TASK TO CARRY OUT | Copy the records verbatim from the line containing "Quality check round. The original labels for blurred" through the end of the records, including both ends.

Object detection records
────────────────
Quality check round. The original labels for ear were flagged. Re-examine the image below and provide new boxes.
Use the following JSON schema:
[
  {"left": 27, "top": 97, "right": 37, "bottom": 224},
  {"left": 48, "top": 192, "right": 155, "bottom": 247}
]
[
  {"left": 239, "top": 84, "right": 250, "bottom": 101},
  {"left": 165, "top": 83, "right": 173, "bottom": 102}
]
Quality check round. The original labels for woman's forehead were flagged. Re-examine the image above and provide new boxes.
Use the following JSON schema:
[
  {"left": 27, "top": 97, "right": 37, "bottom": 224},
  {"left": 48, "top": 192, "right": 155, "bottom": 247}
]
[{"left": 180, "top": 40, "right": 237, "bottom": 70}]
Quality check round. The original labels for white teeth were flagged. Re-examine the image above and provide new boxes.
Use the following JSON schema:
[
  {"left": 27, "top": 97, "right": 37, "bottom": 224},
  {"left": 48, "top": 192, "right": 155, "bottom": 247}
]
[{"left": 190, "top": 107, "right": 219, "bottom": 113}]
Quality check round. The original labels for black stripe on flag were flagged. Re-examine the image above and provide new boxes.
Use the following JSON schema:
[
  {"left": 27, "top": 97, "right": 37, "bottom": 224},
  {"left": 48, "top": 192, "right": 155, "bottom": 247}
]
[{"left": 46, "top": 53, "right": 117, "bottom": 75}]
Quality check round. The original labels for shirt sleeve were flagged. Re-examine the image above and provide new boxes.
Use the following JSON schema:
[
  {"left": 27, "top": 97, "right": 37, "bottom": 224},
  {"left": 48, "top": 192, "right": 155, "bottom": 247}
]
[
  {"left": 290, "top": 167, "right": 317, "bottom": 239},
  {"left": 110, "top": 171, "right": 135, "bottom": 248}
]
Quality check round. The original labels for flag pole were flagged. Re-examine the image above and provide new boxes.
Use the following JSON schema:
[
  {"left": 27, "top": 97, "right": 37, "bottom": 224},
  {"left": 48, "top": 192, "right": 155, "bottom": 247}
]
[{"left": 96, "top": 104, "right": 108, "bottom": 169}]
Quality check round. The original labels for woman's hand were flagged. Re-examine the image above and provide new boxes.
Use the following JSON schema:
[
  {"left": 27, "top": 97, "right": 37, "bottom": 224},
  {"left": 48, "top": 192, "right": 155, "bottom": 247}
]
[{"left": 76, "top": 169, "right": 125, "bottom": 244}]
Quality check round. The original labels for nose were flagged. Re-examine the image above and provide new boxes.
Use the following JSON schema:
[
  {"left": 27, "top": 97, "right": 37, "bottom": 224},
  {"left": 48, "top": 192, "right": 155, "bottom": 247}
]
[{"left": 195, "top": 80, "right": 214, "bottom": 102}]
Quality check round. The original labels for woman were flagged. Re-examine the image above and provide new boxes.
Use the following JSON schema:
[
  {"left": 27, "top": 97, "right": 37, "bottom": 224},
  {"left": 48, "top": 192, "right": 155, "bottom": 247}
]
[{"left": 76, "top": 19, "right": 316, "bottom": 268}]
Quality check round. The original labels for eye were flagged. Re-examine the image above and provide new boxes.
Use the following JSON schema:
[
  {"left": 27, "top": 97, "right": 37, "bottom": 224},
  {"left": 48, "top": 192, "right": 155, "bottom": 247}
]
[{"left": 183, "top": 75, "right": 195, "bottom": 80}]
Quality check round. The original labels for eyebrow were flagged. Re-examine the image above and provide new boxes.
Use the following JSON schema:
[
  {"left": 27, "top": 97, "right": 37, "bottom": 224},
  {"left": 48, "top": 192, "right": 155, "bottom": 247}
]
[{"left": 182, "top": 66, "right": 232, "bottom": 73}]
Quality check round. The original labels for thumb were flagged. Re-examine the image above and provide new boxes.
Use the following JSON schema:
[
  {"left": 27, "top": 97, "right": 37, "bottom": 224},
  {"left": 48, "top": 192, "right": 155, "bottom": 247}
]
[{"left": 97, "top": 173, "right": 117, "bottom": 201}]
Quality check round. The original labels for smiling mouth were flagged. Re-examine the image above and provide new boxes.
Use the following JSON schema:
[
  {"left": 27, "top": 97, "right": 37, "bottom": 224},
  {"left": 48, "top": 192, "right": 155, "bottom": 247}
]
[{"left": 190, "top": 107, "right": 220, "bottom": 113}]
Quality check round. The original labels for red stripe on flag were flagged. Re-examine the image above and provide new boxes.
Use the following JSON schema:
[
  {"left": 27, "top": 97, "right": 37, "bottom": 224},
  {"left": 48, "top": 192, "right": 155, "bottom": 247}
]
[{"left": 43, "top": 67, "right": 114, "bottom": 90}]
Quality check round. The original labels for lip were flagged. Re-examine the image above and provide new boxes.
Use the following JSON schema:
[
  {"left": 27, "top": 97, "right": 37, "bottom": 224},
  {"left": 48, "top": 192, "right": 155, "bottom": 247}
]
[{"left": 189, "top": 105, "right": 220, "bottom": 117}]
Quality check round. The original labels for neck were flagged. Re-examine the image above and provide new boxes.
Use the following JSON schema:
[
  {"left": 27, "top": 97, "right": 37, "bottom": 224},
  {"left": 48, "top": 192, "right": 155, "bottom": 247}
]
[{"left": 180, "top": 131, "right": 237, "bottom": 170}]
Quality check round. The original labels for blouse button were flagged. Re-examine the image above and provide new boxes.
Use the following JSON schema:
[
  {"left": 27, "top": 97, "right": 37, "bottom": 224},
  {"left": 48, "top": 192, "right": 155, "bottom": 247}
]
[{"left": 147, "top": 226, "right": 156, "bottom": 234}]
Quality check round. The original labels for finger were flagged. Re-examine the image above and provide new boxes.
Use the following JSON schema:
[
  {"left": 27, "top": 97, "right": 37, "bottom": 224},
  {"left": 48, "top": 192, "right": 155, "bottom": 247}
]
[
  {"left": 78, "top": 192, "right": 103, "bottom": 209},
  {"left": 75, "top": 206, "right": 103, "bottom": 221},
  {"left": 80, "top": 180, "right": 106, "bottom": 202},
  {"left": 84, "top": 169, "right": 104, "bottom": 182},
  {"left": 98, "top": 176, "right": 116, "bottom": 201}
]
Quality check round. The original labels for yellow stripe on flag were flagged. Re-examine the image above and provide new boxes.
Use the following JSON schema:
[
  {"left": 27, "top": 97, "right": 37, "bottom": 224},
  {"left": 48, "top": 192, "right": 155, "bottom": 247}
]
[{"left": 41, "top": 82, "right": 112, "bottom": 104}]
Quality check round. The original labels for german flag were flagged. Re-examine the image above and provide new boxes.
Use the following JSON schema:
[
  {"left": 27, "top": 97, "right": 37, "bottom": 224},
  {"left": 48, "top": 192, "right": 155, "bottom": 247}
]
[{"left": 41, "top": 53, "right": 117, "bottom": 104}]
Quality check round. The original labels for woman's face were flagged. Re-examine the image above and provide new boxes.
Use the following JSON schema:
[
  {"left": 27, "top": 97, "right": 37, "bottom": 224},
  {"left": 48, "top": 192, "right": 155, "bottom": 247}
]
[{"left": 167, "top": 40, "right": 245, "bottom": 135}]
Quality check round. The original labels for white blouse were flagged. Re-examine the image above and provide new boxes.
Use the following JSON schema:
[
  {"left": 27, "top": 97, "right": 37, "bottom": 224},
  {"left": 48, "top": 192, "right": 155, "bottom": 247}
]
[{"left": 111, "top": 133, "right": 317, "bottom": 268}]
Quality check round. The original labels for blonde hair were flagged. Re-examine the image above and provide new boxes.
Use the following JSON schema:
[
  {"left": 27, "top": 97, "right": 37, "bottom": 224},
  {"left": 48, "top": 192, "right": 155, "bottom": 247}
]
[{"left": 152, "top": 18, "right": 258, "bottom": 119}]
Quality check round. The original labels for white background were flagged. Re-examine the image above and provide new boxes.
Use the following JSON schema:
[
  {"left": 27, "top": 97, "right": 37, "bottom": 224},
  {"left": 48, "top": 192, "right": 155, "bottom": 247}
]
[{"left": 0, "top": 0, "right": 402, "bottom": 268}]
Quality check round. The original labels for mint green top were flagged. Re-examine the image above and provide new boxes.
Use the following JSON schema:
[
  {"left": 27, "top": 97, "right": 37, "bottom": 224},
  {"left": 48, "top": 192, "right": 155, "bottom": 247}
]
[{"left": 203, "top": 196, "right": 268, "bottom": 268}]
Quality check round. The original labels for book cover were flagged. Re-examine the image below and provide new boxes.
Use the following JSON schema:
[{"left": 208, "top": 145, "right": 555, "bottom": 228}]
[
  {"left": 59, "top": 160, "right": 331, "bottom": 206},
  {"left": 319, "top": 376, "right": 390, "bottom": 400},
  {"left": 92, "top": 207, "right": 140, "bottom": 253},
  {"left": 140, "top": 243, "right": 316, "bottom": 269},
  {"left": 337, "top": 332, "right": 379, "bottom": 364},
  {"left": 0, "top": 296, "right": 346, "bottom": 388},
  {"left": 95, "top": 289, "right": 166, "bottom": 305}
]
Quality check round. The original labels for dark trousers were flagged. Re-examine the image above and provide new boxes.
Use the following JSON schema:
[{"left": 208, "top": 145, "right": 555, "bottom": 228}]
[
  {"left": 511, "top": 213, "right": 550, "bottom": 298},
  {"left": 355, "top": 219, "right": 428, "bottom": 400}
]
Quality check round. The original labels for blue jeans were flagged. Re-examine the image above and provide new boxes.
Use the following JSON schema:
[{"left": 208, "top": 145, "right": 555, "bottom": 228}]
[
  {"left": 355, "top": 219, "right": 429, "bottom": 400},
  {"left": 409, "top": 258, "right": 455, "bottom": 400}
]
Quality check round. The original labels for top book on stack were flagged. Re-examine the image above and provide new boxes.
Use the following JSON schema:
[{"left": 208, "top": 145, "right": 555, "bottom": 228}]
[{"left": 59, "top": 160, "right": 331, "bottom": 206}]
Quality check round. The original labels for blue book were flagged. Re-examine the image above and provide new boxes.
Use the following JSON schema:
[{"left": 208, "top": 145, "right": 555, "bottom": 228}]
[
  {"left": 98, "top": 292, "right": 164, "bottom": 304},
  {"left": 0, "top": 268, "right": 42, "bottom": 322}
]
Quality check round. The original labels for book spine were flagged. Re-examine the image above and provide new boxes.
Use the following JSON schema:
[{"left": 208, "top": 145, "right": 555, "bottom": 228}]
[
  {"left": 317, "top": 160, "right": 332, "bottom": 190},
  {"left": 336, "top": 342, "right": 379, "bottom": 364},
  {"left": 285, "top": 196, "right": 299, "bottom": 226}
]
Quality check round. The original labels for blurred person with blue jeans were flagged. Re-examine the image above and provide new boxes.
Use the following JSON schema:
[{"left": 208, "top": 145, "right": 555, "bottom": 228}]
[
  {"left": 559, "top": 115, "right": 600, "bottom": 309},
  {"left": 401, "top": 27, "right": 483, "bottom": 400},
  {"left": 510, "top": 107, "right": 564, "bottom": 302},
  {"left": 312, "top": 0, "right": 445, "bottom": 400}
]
────────────────
ANSWER TO THE PROBLEM |
Quality check round. The original labels for blurred person with blue jeans were flagged. Re-examine the image above and provide new boxes.
Use the following JSON schema:
[{"left": 208, "top": 145, "right": 555, "bottom": 228}]
[
  {"left": 559, "top": 115, "right": 600, "bottom": 309},
  {"left": 401, "top": 27, "right": 483, "bottom": 400},
  {"left": 510, "top": 107, "right": 564, "bottom": 302},
  {"left": 312, "top": 0, "right": 445, "bottom": 400}
]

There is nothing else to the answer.